- **Your task**
For the material below, return exactly the lines starting at the one holding "all instances, own outline each" and ending at the one holding "output: a complete", counting both as part of the range.

- **Available data**

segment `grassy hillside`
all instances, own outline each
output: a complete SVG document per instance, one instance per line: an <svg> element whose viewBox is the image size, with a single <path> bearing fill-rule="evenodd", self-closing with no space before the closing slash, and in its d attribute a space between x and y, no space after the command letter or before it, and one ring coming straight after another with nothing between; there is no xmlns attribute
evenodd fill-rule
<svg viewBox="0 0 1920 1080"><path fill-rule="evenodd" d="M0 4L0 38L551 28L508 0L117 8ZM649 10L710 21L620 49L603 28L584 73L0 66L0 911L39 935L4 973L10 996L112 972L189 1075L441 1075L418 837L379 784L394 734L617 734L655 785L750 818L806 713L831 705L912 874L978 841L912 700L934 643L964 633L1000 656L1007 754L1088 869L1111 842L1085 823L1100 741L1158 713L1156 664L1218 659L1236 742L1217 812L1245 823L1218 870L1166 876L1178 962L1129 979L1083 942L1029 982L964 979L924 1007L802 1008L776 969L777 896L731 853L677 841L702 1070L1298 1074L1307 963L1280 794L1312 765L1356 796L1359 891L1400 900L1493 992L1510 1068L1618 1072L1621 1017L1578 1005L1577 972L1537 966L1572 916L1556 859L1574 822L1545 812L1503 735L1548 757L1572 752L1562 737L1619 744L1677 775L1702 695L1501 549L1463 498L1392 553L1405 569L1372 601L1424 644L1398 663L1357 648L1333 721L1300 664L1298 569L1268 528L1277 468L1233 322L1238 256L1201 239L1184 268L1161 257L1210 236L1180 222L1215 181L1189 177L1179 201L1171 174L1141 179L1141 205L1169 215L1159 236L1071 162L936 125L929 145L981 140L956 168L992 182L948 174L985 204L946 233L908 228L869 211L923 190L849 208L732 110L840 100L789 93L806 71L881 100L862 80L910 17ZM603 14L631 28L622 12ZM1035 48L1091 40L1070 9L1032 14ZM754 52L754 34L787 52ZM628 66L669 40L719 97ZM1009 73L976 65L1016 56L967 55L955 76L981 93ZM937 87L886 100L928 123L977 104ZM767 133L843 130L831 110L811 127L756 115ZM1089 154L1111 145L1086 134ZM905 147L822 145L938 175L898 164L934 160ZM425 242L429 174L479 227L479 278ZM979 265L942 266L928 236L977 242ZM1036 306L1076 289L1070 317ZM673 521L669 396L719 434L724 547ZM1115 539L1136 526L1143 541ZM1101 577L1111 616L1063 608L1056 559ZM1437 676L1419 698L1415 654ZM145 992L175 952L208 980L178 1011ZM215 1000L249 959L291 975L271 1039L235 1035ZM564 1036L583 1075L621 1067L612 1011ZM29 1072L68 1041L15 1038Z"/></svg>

- **Written solution**
all instances, own outline each
output: a complete SVG document per instance, one instance per line: an <svg> element whose viewBox is the image size, with a single <path> bearing fill-rule="evenodd", self-closing with no space before the closing slash, and in its d attribute a space between x and y, no space after the command letter or before it, and one ring coming straight after another with nothing between; there is no xmlns attribute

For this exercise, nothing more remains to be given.